** Activity **
In the listing below, locate the lines bearing the word "green". Copy every one of them.

Records below:

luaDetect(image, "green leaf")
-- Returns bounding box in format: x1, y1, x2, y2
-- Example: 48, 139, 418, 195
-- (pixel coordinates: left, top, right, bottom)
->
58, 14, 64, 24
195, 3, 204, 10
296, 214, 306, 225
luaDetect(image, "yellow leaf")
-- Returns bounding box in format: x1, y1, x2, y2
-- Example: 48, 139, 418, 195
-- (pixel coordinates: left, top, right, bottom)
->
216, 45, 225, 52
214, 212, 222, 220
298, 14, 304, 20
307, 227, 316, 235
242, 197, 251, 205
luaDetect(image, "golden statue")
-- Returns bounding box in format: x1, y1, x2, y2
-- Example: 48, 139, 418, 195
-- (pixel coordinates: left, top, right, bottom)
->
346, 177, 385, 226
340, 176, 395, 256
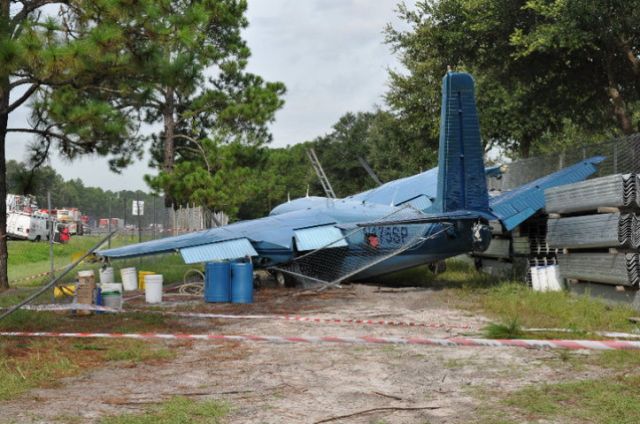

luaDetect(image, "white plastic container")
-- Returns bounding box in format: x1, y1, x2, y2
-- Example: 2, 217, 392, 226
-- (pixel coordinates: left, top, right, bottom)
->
530, 266, 540, 291
78, 270, 95, 278
120, 267, 138, 291
102, 292, 123, 309
545, 265, 564, 291
100, 283, 123, 294
144, 274, 164, 304
99, 267, 115, 284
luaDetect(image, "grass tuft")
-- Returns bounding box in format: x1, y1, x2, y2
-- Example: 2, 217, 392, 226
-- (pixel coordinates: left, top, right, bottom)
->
101, 396, 229, 424
484, 318, 523, 339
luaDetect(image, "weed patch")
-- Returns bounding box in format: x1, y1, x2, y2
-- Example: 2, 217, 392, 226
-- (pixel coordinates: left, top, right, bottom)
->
0, 337, 177, 401
432, 261, 638, 334
101, 396, 229, 424
504, 375, 640, 423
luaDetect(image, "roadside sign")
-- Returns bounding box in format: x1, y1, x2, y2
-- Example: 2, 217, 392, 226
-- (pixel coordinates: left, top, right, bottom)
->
132, 200, 144, 216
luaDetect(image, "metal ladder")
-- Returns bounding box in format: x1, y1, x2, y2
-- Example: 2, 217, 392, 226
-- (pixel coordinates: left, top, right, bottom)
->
306, 148, 337, 198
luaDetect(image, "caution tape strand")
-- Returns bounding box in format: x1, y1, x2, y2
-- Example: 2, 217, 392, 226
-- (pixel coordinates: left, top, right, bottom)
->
1, 331, 639, 350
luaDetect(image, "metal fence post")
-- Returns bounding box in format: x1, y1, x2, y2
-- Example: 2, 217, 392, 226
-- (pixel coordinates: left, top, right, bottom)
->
153, 195, 157, 240
107, 198, 112, 248
137, 192, 142, 244
47, 191, 54, 279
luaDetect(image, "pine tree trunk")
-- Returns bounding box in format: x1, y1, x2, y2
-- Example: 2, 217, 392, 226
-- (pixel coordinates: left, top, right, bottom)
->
519, 136, 532, 158
606, 58, 634, 135
162, 86, 176, 208
0, 81, 9, 291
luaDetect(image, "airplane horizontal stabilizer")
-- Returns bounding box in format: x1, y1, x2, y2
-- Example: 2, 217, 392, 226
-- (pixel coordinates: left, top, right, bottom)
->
489, 156, 605, 230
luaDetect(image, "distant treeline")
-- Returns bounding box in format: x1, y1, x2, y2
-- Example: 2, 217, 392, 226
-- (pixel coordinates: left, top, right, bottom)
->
6, 109, 426, 222
6, 160, 162, 226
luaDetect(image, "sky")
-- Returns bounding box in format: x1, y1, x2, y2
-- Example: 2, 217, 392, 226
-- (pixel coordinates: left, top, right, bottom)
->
5, 0, 412, 192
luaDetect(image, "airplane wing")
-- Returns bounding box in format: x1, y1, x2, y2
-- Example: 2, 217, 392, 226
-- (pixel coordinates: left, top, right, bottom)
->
489, 156, 605, 230
98, 208, 341, 263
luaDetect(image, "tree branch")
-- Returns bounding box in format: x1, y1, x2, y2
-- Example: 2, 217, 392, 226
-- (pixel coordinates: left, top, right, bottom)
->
3, 83, 40, 115
6, 127, 74, 145
11, 1, 62, 34
173, 134, 211, 173
9, 78, 36, 90
618, 38, 640, 77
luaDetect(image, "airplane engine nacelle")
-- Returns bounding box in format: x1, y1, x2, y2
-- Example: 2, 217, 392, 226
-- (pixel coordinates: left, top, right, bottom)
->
471, 222, 492, 252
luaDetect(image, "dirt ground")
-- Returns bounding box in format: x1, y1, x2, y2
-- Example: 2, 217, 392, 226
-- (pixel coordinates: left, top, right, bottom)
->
0, 284, 601, 423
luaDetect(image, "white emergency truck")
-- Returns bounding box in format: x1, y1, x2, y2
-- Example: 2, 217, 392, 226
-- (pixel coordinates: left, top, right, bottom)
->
6, 211, 49, 241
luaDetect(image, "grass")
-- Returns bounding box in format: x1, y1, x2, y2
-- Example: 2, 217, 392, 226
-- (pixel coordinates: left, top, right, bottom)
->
431, 260, 639, 334
0, 307, 190, 401
483, 318, 524, 339
503, 375, 640, 424
0, 338, 176, 401
7, 233, 195, 287
101, 396, 229, 424
422, 262, 640, 423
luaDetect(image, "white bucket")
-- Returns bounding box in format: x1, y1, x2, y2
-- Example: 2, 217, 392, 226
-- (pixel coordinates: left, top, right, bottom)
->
144, 274, 163, 304
102, 292, 123, 309
99, 267, 115, 284
100, 283, 123, 294
120, 267, 138, 291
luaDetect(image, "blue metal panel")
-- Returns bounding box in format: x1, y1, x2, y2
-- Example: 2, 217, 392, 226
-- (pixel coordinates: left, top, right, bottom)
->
294, 225, 348, 251
397, 195, 432, 211
489, 157, 604, 230
347, 168, 439, 207
180, 238, 258, 264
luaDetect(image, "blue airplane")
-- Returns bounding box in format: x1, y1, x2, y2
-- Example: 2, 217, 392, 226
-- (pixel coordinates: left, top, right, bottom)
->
99, 72, 603, 284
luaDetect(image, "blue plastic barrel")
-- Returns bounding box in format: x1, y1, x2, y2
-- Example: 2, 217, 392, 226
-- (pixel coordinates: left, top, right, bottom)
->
231, 262, 254, 304
205, 262, 231, 303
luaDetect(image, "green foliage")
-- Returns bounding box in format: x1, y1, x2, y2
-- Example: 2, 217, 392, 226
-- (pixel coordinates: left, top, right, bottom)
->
484, 319, 524, 339
385, 0, 638, 157
101, 397, 229, 424
138, 0, 286, 206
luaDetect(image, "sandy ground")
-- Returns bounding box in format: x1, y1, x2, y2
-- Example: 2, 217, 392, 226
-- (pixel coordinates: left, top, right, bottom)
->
0, 285, 600, 423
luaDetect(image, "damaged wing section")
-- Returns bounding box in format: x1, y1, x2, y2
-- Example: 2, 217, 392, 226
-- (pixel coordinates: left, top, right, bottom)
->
180, 238, 258, 264
294, 225, 348, 251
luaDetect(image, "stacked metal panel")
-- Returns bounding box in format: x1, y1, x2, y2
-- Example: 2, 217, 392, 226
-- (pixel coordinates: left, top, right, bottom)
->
547, 213, 636, 249
558, 253, 640, 287
544, 174, 640, 288
545, 174, 637, 214
475, 237, 510, 259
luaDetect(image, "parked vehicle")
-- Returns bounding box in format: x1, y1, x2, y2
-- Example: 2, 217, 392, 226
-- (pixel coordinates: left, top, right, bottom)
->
6, 211, 49, 241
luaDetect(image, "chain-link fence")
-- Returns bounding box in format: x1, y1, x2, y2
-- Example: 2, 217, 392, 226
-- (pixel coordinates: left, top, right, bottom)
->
480, 132, 640, 282
488, 133, 640, 192
7, 201, 229, 289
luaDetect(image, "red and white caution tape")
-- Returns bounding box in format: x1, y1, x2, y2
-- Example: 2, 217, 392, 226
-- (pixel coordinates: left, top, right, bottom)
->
135, 310, 475, 330
17, 304, 120, 313
525, 327, 640, 340
2, 331, 640, 350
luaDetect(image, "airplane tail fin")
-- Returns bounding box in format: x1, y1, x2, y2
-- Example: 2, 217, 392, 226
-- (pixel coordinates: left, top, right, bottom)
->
433, 72, 489, 214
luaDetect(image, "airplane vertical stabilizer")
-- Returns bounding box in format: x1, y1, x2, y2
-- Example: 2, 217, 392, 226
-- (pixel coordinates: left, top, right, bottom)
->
433, 72, 489, 214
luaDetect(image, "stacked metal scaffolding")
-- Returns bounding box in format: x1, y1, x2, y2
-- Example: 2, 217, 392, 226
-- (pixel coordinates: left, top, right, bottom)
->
545, 174, 640, 288
547, 213, 637, 249
557, 253, 640, 287
545, 174, 637, 214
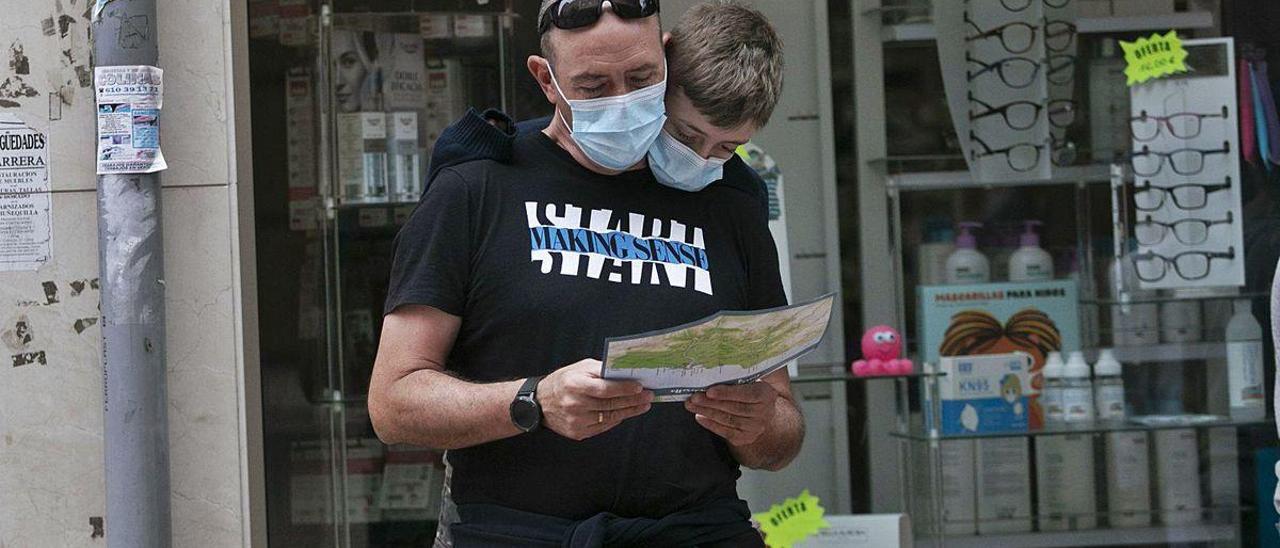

End of Records.

** Your solution **
luaDetect(image, "green leaf")
luaDetect(image, "green foliage")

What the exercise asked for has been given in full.